(Bounding box annotation entries)
BEGIN

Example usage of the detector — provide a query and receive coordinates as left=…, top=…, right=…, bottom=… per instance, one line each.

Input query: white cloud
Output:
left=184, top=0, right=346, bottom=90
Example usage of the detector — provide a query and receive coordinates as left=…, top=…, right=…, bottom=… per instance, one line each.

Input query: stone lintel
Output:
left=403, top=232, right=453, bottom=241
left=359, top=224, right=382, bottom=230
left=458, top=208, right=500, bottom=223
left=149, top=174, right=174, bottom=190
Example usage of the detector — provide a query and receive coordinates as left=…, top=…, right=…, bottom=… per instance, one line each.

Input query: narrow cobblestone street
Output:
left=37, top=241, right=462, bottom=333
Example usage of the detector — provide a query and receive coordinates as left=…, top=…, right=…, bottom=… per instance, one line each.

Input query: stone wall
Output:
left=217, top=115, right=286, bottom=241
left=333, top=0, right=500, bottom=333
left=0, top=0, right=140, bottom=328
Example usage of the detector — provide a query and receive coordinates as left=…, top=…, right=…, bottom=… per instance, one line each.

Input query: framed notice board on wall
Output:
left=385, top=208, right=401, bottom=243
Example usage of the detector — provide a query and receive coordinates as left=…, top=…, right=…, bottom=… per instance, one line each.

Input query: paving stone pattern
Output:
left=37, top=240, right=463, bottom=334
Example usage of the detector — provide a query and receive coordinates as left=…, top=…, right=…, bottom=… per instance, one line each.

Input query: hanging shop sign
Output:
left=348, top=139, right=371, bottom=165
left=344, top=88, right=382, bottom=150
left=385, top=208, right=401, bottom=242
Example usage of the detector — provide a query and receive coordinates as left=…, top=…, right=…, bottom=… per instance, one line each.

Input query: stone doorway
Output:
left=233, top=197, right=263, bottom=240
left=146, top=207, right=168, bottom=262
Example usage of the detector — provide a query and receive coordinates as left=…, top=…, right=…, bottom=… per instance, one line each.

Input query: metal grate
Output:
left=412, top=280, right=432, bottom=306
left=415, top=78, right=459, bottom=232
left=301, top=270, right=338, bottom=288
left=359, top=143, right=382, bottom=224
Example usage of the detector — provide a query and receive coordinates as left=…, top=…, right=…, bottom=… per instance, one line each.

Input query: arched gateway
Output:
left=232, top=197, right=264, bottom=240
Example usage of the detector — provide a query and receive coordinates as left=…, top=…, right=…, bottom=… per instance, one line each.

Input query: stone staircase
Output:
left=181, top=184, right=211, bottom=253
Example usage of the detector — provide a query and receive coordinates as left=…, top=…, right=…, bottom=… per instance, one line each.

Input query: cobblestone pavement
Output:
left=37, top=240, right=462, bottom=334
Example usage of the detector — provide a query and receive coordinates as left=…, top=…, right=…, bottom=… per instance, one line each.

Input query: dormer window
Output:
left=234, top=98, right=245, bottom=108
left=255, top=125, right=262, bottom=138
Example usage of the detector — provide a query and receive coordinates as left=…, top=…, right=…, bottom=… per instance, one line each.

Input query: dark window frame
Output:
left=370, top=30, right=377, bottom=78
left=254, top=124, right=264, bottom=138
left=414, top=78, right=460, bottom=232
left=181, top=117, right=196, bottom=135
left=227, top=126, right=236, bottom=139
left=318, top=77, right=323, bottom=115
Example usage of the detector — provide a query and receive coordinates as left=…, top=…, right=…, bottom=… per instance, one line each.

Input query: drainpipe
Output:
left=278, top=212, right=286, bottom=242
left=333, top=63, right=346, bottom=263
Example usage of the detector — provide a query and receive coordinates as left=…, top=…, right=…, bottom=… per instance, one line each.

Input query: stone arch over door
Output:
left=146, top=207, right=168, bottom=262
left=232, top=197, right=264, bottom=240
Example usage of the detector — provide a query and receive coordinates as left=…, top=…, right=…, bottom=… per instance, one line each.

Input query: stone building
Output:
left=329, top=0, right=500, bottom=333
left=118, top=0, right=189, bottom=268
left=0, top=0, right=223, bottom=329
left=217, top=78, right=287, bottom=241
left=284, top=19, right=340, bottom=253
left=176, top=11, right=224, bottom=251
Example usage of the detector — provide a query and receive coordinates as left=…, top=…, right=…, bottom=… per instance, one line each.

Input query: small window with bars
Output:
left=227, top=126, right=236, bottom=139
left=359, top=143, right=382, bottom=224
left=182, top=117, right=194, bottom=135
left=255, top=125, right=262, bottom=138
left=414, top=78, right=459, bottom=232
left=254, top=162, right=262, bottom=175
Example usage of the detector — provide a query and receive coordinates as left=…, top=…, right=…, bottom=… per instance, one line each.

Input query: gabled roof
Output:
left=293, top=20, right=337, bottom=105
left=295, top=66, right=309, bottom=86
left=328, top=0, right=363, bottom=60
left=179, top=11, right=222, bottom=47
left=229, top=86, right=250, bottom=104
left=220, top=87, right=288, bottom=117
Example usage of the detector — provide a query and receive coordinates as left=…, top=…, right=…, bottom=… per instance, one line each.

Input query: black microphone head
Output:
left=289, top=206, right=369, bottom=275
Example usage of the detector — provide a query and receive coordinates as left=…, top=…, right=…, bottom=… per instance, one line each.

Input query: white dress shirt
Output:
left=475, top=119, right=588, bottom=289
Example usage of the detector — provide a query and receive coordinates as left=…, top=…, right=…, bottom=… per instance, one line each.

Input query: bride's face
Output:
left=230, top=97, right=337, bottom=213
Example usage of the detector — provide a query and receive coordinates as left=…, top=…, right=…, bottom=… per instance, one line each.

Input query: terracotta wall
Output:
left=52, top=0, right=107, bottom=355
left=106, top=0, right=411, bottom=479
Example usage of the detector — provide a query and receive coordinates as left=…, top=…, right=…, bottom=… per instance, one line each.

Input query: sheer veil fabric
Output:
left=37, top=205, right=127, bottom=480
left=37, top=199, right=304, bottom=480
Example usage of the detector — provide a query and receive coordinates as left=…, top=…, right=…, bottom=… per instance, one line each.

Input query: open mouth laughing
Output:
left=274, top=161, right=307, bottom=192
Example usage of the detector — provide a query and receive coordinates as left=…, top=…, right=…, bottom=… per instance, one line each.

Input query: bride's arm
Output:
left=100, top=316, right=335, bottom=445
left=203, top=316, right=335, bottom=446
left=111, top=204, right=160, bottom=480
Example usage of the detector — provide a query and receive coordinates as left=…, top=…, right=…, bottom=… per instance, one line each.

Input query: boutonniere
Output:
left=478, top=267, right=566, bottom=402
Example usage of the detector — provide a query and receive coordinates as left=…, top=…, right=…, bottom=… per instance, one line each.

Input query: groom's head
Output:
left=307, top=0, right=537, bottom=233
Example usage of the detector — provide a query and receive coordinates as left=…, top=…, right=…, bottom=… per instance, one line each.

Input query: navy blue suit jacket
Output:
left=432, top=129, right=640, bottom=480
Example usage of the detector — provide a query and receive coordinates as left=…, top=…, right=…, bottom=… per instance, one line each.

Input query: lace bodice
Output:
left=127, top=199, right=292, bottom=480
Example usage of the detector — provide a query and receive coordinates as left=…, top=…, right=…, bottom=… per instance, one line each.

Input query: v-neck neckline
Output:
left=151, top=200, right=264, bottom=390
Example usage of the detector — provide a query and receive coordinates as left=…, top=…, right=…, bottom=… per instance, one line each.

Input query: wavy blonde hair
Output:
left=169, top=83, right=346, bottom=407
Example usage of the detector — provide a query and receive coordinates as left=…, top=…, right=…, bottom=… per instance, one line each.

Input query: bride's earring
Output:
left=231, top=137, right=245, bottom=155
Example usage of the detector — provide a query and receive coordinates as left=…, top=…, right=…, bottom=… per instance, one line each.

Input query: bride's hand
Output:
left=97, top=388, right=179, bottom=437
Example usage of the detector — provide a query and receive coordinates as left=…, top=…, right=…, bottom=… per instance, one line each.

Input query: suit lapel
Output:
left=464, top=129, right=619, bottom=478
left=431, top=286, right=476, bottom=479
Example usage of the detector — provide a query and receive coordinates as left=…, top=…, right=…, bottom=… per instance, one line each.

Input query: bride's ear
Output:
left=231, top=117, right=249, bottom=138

END

## Given task
Locate every line in the entries above that contains the word "head" and copy each of those lines.

## Finished answer
Input query: black microphone head
Input query: groom's head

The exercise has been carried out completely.